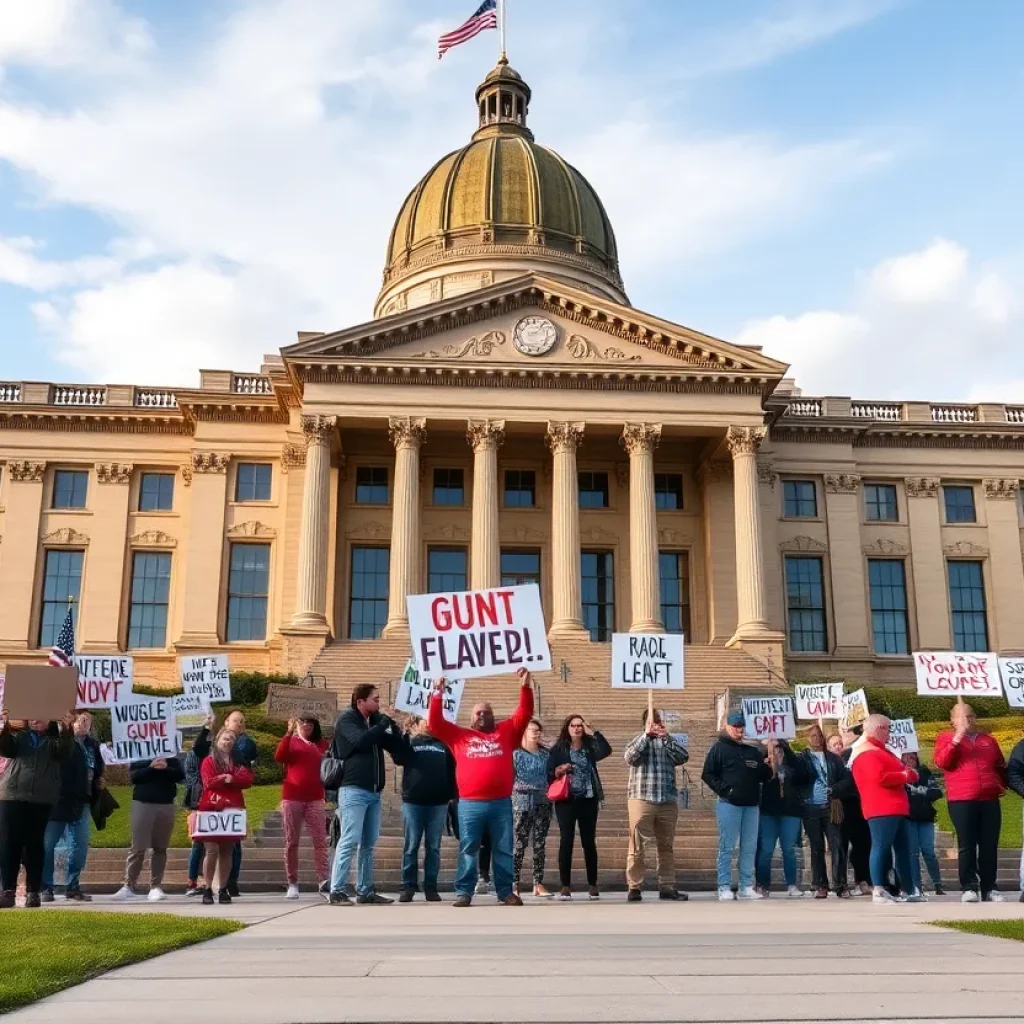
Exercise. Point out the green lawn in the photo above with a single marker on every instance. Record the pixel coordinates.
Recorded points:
(259, 801)
(47, 950)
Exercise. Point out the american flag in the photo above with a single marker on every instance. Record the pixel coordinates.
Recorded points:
(62, 652)
(485, 16)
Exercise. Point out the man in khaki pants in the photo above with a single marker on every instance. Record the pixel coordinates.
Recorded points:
(653, 808)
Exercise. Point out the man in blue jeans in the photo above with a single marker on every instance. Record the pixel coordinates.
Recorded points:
(734, 770)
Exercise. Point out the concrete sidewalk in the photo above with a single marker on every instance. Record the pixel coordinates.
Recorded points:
(774, 961)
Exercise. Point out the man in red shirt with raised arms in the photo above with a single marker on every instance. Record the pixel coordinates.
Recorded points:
(484, 774)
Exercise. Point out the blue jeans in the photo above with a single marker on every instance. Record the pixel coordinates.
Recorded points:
(475, 818)
(359, 816)
(783, 829)
(736, 824)
(423, 824)
(890, 834)
(78, 848)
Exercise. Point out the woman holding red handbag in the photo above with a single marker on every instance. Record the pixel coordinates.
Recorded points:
(574, 758)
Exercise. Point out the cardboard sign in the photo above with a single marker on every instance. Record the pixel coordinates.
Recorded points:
(143, 730)
(415, 691)
(819, 700)
(647, 660)
(103, 681)
(206, 675)
(944, 674)
(469, 634)
(40, 691)
(1011, 670)
(769, 718)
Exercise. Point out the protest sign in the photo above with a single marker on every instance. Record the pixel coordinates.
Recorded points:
(943, 674)
(647, 660)
(415, 691)
(1012, 671)
(468, 634)
(769, 718)
(208, 676)
(819, 700)
(143, 730)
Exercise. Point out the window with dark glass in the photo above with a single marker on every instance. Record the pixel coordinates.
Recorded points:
(887, 582)
(248, 587)
(61, 586)
(805, 603)
(368, 603)
(71, 487)
(967, 600)
(151, 588)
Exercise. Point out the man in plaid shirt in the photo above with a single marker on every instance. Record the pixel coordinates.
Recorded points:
(653, 809)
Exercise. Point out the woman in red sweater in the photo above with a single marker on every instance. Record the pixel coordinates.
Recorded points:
(301, 752)
(223, 781)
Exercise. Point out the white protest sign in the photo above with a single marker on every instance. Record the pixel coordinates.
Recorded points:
(103, 681)
(468, 634)
(769, 718)
(943, 674)
(415, 691)
(143, 730)
(1012, 671)
(647, 660)
(206, 675)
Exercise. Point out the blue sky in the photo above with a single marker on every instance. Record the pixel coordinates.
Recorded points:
(187, 184)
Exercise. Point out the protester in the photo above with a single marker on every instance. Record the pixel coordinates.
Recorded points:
(484, 775)
(361, 734)
(301, 750)
(976, 778)
(223, 782)
(653, 807)
(530, 807)
(734, 770)
(882, 779)
(427, 791)
(923, 796)
(781, 815)
(30, 787)
(576, 754)
(81, 779)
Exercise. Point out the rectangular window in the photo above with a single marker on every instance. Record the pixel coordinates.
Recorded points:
(593, 491)
(151, 588)
(371, 485)
(800, 500)
(71, 486)
(880, 503)
(967, 599)
(668, 491)
(253, 481)
(449, 487)
(368, 604)
(887, 580)
(156, 494)
(805, 603)
(61, 586)
(598, 594)
(248, 587)
(674, 570)
(520, 488)
(960, 504)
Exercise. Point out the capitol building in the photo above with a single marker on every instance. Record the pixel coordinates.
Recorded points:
(507, 417)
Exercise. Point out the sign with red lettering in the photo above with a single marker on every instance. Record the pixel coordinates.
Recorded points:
(944, 674)
(468, 634)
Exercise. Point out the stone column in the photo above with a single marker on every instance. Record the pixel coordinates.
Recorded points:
(407, 435)
(310, 601)
(486, 437)
(640, 439)
(563, 438)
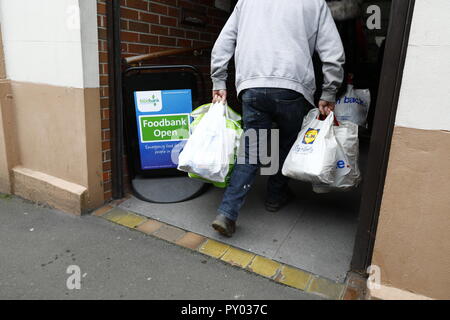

+ + + +

* Work request *
Copy each line of the listing that carries the word "sign".

* Output for this exercise *
Exercise. Point out the cardboard sign in the photo above with a single marker on every instance. Record the pixel coordinates.
Exercise. Point out the protest sign in the photo above with a single marker on every instance. Record the pixel coordinates.
Exercise. Point out the white protest sign in the photo above with a single marker on every instance. Record the pixel coordinates.
Exercise. Point out the sign with red lettering in the photo above with a single marker on every instance. Record the pixel coordinates.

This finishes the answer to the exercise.